§ Instructions for the task: Count how many lines in the entries below hold "side". Only the number belongs in the answer.

Records drawn from a dataset:
▬▬▬▬▬▬▬▬▬▬
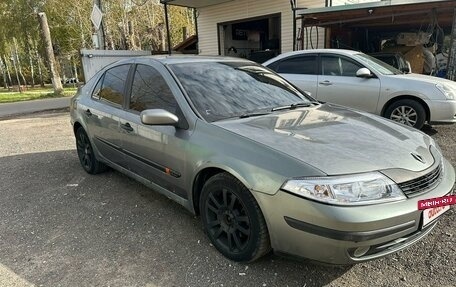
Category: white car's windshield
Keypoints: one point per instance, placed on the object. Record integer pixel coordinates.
(379, 66)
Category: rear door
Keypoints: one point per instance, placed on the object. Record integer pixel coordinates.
(300, 70)
(156, 153)
(105, 111)
(338, 83)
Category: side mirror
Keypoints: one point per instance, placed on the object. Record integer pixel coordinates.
(405, 70)
(364, 73)
(158, 117)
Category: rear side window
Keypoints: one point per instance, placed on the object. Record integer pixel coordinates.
(113, 85)
(338, 66)
(298, 65)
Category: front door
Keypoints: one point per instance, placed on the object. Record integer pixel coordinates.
(337, 83)
(155, 153)
(105, 112)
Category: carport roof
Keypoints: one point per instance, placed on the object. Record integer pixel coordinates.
(193, 3)
(383, 15)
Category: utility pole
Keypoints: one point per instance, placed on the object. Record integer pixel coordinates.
(46, 37)
(13, 58)
(97, 19)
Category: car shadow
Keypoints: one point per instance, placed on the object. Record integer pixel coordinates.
(62, 226)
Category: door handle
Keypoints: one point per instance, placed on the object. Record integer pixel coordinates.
(326, 83)
(126, 127)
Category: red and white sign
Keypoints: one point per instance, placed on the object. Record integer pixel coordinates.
(430, 214)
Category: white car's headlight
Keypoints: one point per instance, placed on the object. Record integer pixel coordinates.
(360, 189)
(447, 91)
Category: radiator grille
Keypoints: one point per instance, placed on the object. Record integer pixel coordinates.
(423, 183)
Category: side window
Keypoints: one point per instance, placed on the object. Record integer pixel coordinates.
(97, 89)
(349, 68)
(338, 66)
(298, 65)
(330, 66)
(113, 84)
(150, 91)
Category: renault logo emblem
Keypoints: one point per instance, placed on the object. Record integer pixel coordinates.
(418, 157)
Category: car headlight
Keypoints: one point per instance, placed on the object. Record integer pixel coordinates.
(360, 189)
(447, 91)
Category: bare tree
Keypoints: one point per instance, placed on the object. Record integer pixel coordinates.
(46, 36)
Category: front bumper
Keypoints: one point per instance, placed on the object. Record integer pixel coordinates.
(337, 234)
(442, 111)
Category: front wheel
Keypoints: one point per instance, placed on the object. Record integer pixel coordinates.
(86, 153)
(408, 112)
(232, 219)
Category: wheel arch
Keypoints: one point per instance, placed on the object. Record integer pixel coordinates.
(200, 179)
(408, 97)
(76, 126)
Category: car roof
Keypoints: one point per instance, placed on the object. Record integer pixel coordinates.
(177, 59)
(312, 51)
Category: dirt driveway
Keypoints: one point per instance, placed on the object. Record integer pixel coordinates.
(62, 227)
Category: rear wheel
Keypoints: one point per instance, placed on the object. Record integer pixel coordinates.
(232, 219)
(86, 154)
(408, 112)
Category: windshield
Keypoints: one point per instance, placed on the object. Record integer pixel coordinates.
(221, 90)
(379, 66)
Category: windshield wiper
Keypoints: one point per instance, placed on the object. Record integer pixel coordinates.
(291, 107)
(248, 115)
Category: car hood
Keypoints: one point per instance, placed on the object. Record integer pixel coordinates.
(337, 140)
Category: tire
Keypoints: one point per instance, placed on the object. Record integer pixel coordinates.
(408, 112)
(86, 154)
(233, 220)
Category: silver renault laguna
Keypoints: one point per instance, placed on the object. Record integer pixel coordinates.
(264, 165)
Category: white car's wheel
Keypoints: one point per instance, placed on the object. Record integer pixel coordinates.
(407, 112)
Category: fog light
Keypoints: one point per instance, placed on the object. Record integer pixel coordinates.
(360, 251)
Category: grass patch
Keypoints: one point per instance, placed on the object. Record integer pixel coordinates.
(33, 94)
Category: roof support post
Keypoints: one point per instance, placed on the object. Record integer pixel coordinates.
(168, 36)
(451, 66)
(293, 9)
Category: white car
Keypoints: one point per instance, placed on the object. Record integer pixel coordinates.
(357, 80)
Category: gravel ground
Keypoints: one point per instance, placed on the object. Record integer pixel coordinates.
(62, 227)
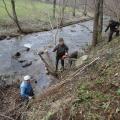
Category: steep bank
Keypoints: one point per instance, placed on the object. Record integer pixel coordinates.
(90, 93)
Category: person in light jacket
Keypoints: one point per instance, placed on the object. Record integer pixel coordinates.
(26, 90)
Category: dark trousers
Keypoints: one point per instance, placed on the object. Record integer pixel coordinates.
(57, 62)
(111, 34)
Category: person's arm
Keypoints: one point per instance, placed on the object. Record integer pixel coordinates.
(107, 28)
(54, 50)
(22, 92)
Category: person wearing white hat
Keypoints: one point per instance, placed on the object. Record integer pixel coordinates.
(26, 90)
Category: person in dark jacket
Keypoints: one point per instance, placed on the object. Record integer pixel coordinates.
(114, 28)
(61, 51)
(26, 90)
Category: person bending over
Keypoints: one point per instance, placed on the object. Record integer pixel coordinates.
(114, 28)
(61, 51)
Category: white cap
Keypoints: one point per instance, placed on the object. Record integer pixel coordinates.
(27, 77)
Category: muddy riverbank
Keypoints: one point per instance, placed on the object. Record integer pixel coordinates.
(76, 36)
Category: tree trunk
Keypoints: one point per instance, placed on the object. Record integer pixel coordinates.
(54, 8)
(96, 24)
(15, 16)
(101, 17)
(74, 8)
(85, 8)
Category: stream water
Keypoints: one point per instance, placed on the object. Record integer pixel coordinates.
(75, 37)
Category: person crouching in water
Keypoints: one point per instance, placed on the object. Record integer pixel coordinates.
(26, 89)
(61, 51)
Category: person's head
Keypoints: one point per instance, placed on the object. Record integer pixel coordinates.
(27, 78)
(61, 41)
(110, 21)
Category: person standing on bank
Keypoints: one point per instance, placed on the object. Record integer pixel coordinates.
(114, 28)
(26, 90)
(61, 52)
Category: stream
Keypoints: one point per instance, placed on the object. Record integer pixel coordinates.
(76, 36)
▬▬▬▬▬▬▬▬▬▬
§ Answer space: 3